Extracted entries start
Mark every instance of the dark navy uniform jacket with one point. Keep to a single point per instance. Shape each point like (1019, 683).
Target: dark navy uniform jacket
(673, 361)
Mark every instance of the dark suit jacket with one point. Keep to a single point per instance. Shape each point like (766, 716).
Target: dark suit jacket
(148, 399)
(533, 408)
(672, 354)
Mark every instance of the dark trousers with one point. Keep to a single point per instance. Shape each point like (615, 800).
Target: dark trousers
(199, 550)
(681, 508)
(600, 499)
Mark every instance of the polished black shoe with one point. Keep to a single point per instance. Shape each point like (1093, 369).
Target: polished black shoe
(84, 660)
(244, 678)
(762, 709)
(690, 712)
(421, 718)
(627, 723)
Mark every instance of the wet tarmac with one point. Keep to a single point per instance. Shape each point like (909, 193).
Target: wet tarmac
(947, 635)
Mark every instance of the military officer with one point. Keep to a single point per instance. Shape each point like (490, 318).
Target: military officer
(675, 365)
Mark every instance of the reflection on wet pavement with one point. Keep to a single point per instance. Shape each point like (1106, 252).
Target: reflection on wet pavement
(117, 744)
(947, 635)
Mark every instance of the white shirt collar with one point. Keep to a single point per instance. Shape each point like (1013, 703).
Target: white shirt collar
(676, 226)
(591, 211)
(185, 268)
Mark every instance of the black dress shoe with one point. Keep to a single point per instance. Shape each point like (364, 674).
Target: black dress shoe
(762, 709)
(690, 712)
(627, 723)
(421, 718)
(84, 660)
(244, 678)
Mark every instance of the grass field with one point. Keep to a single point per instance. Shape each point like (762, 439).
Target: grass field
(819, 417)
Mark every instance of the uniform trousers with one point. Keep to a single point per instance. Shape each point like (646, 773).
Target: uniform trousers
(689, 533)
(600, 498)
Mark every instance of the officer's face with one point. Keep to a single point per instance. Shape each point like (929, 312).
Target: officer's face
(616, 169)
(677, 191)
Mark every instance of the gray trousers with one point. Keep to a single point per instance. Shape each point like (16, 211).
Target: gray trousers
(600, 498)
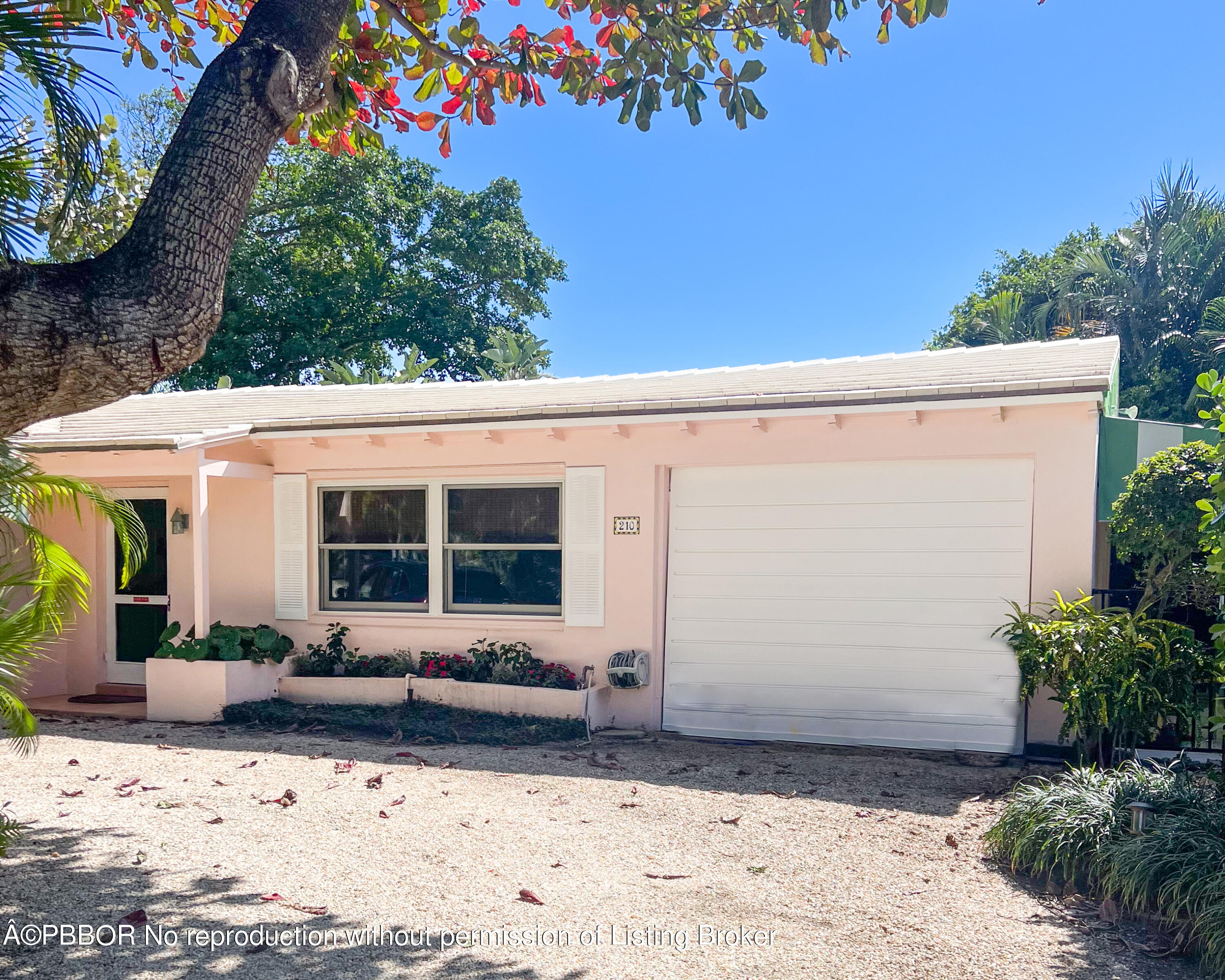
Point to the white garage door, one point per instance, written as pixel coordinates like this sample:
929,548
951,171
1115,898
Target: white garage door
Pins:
848,603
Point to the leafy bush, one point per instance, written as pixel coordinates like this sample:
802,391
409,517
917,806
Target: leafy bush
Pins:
1157,521
417,719
1119,675
323,659
254,644
498,663
1077,825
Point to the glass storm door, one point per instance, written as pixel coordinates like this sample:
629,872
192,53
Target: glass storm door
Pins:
139,610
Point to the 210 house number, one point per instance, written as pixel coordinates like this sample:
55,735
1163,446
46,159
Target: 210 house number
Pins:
626,525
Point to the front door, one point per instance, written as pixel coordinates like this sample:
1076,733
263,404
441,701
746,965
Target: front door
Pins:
140,609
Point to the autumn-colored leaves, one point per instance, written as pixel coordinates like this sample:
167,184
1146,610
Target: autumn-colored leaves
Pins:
639,53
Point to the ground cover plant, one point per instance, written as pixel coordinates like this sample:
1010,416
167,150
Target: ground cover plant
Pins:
427,722
1076,829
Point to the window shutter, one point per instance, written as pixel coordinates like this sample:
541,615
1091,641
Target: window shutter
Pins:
584,546
292,546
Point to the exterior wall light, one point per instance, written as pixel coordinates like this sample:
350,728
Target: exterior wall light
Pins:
1141,815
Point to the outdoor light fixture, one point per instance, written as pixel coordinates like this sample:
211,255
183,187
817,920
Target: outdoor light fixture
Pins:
1141,813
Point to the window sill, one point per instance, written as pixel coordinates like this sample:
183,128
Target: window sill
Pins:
411,620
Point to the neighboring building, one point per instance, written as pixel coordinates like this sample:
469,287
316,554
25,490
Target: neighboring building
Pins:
816,552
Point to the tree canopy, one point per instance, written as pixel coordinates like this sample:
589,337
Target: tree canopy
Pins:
1157,283
80,335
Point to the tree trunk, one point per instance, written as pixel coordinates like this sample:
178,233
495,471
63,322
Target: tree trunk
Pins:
81,335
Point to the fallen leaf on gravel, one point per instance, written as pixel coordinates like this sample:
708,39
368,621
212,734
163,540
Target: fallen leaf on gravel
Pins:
309,909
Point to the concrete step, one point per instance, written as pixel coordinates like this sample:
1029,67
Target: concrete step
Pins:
133,690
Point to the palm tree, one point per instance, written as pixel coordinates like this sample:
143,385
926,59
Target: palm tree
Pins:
516,361
41,76
41,584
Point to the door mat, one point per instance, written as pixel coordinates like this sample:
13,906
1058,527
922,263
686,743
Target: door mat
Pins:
107,700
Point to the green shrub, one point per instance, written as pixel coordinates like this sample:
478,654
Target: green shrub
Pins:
1120,677
254,644
1078,826
416,719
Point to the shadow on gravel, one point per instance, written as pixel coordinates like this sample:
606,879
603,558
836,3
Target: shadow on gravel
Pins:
180,908
881,780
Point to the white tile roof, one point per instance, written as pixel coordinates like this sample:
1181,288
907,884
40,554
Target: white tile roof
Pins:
179,418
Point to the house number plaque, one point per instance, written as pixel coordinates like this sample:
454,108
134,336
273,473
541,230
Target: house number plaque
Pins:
626,525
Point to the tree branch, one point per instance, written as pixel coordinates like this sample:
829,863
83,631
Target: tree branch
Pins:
81,335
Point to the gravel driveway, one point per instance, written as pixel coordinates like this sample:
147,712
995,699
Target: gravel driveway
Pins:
794,860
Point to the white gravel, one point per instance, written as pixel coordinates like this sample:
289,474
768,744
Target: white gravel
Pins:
854,880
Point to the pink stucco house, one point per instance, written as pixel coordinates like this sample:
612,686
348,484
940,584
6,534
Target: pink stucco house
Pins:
816,552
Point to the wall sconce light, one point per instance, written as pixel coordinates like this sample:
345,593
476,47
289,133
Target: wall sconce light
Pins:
1141,816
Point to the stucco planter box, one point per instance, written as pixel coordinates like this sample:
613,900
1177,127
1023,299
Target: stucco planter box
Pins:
343,690
198,690
504,699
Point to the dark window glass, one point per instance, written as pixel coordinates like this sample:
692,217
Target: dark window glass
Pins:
376,576
374,517
138,631
151,577
492,577
512,515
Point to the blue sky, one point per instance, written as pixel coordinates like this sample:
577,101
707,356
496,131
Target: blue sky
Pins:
871,198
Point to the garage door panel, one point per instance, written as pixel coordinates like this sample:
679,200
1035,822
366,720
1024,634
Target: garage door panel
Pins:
848,603
917,563
770,609
808,585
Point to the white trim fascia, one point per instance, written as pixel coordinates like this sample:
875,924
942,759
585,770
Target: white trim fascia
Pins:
958,405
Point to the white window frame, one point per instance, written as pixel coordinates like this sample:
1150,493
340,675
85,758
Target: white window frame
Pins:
327,604
435,536
452,608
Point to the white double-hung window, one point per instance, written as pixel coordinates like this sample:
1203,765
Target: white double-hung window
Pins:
503,549
373,548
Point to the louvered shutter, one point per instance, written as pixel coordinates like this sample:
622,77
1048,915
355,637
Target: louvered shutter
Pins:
292,546
584,547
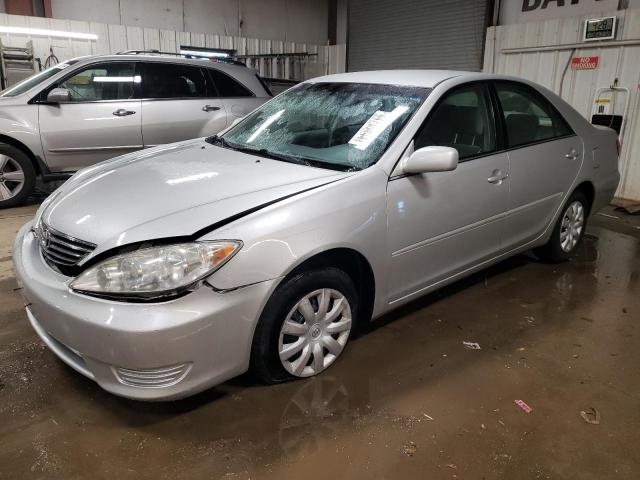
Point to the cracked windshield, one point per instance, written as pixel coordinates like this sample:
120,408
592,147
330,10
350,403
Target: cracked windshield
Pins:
342,126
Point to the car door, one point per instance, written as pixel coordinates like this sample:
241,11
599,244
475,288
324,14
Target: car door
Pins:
179,102
443,223
100,120
238,99
545,157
Extracted entries end
### Problem description
Copy the records word for word, leaving no picture in the copy.

### The reply
Mark every instance of the dark navy uniform jacket with one point. Keep to a single point per instance. Shape each point like (1019, 683).
Target: dark navy uniform jacket
(673, 361)
Mark every instance of the dark suit jacket with one point. Keep to a single point per instance. Shape each point like (766, 716).
Target: dark suit jacket
(148, 399)
(533, 408)
(672, 354)
Mark every instance of the dark trousers with one point. Keep to a single point per instance. Shape each point like (615, 800).
Target: dark trousers
(199, 550)
(681, 508)
(600, 499)
Mark every instance of the polished black shoe with one point. Keep to a single point per instance. Shape each point like (1093, 369).
Target: polished black shoe
(84, 660)
(244, 678)
(762, 709)
(690, 712)
(421, 718)
(627, 723)
Mark every instance of the wet tarmac with one point. Keep to a single point per instance. Shape each point like (909, 193).
Target: wet tarmac
(947, 635)
Mark every instance of the military officer with one point. Keep to a single point per instance. Shape each point like (490, 318).
Target: military officer
(675, 365)
Mark every instance of the reflection on wet pavement with one point. Keep to a single point per instance. Shape each point like (1106, 252).
Target: reflection on wet pavement
(117, 744)
(947, 635)
Mark every instance of the white shirt collar with one point. Keep to a single point per instance. Shape each point like (1013, 703).
Target: white shirt collar
(676, 226)
(591, 211)
(185, 268)
Mark every instance of the black dress shoe with one point. Keep to a single point per instance. Shape each point like (364, 674).
Target: black dress shoe
(762, 709)
(690, 712)
(627, 723)
(421, 718)
(84, 660)
(244, 678)
Mark every instance of the grass field with one point. Keep to a single point per instance. Shape each point like (762, 439).
Target: grass field
(819, 417)
Mark every instance of the uniform trousers with one point. Keep to a single point per instance. Shape each point like (646, 773).
Target: uniform trousers
(689, 533)
(600, 498)
Mark every instance of the officer's face with one point. Keep to a single point per instance. Shape each point like (929, 312).
Target: officer's face
(616, 169)
(677, 191)
Mark every instance of the gray trousers with one point. Keep to a single point per instance. Shape each point like (16, 211).
Target: gray trousers
(600, 498)
Point to the white garage door, one point per instance, written as pixel coordinates like this sample:
929,548
951,171
1115,898
Target: white garage door
Pins:
848,603
Point to the leafy bush, one point per instance, written as pixel coordinates like this sample:
802,391
409,517
917,806
Target: leafy bush
Pins:
1157,521
417,719
1119,675
323,659
254,644
498,663
1077,825
Point to the glass storm door, one point per instance, written as pixel coordinates like this sample:
629,872
192,53
Target: glass storm door
Pins:
139,610
Point to the 210 house number, one point per instance, written as pixel coordinates like this sample:
55,735
1163,446
46,159
Target: 210 house number
Pins:
626,525
Point to the front door, one point per instance, written as pixel coordinates like this sample:
1076,733
263,404
441,701
746,965
Target: front door
Pins:
140,609
Point to the autumn-colored leaves, one point per instance, written as pixel coordinates like this sample:
167,184
1146,610
Target: autumn-colored leaves
Pins:
639,53
Point to the ground cover plant, one point per instance, written as pixel coordinates like this sample:
1010,416
167,150
Target: ground cover plant
Pins:
427,722
1076,829
Point to the window shutter, one point per instance, written as pixel coordinates like this sample:
541,615
1091,641
Target: window shutter
Pins:
584,546
292,546
Point to the exterior wall light, one point per instance, written as pixel coordinates like this sample:
350,728
Target: exterior wall light
Pins:
1141,815
Point to the outdoor light fixture, one point per instance, written as pixel coordinates like this sample:
211,255
183,187
817,920
Target: outdoor light fixture
Pins:
1141,813
Point to the window sill, one point per instance, written as pixel coordinates like this sample:
183,128
Target: window sill
Pins:
411,620
Point to the neighboring building, one point per instance, written as pixel coordinates like this sample:
469,287
316,554
25,490
Target: neighboring building
Pins:
816,552
Point to the tree canopy, one point per instance, written as pixel coordinates like this sample:
589,337
Target: tree canopy
Pins:
1157,283
80,335
Point to the tree trunk, one point per instance, written as pixel coordinates like this sample:
178,233
495,471
63,322
Target: tree trunk
Pins:
81,335
Point to the fallen leaf on gravel, one point per instance, written as pixel coordinates like this sample:
708,39
368,621
212,734
163,540
Target: fallen leaf on gravel
Pins:
309,909
Point to the concrete step, one point per instance, written as pixel coordinates like this sample:
1029,67
Target: concrete step
Pins:
133,690
Point to the palm tree, one point per instance, written as pixel coordinates like this sample:
143,385
926,59
Target: palm tree
Pins:
516,361
41,76
41,584
Point to the door mat, one point per instance, written as pixel coordinates like this sample:
13,906
1058,527
922,263
686,743
Target: door mat
Pins:
107,700
Point to the green shrub, one point per instance, written as pixel coordinates like this sample:
478,654
Target: green shrub
Pins:
1120,677
254,644
1078,826
416,719
Point to the shadow on gravel, one point per instance, written as pixel coordinates like this sample:
606,879
603,558
836,3
Target: shadow on gravel
Pins:
180,908
881,780
Point to the white tile roof, one point per instance, written as pixel coordinates like this sample:
1181,288
907,884
40,554
Target: white tile roof
Pins:
179,418
Point to the house number plaque, one point per instance, written as pixel coordinates like this sample:
454,108
134,336
273,473
541,230
Target: house number plaque
Pins:
626,525
Point to the tree branch, one point per instance, written as pixel coordinates like this sample:
829,863
83,631
Target: tree branch
Pins:
81,335
Point to the gravel driveway, one point per instance, written as pixel coordinates like this sample:
147,712
995,699
Target: gravel driveway
Pins:
794,860
Point to the white gravel, one point per instance, written as pixel coordinates like this sample:
289,474
768,744
Target: white gravel
Pins:
854,880
Point to the pink stucco house, one point per instance, written as pixel coordinates like this sample:
612,686
348,484
940,584
6,534
Target: pink stucco house
Pins:
816,552
Point to the wall sconce light, one point per instance, written as pixel coordinates like this sample:
345,593
476,47
289,133
Target: wall sconce light
Pins:
1141,816
Point to the stucco planter box, one point per instance, written as pixel coordinates like this sample:
613,900
1177,127
1023,299
Target: stucco planter box
Pins:
343,690
198,690
504,699
Point to the dark window glass, one point per instance, written as pixel coordinates like this sample:
692,217
Target: dark window glass
Pins:
376,576
374,517
138,631
151,577
492,577
512,515
Point to the blue sky, one point per instance, written as pixel coordinates like this sample:
577,101
707,356
496,131
Target: blue sky
Pins:
871,198
Point to the garage door panel, one point per instance, written as pixel coordinates like this sample:
679,200
1035,822
366,720
1024,634
Target: garage door panel
Pins:
848,603
917,563
770,609
808,585
Point to the white trim fascia, one point per instance, written as pixel coordinates like this sample:
875,924
942,759
585,770
Target: white trim fascia
Pins:
958,405
Point to the white window frame, one point per instance, written as pixel coordinates like this sample:
1150,493
340,675
85,758
Target: white window frame
Pins:
327,604
435,536
452,608
Point to the white double-hung window, one point per instance, written as pixel coordinates like this sample:
1203,765
Target: white double-hung window
Pins:
503,549
373,548
Point to the louvered shutter, one point per instance, written as pixel coordinates like this sample:
622,77
1048,915
355,637
Target: louvered shutter
Pins:
292,546
584,547
Point to the cracked windshield, one point per instance, written as pixel coordinates like this sample:
120,408
592,147
330,10
350,403
Target: cracked windshield
Pins:
342,126
Point to the car door, one point per instance, written as pixel coordinates like this sample:
241,11
599,244
475,288
324,14
Target: car door
Pins:
179,102
443,223
100,120
238,99
545,157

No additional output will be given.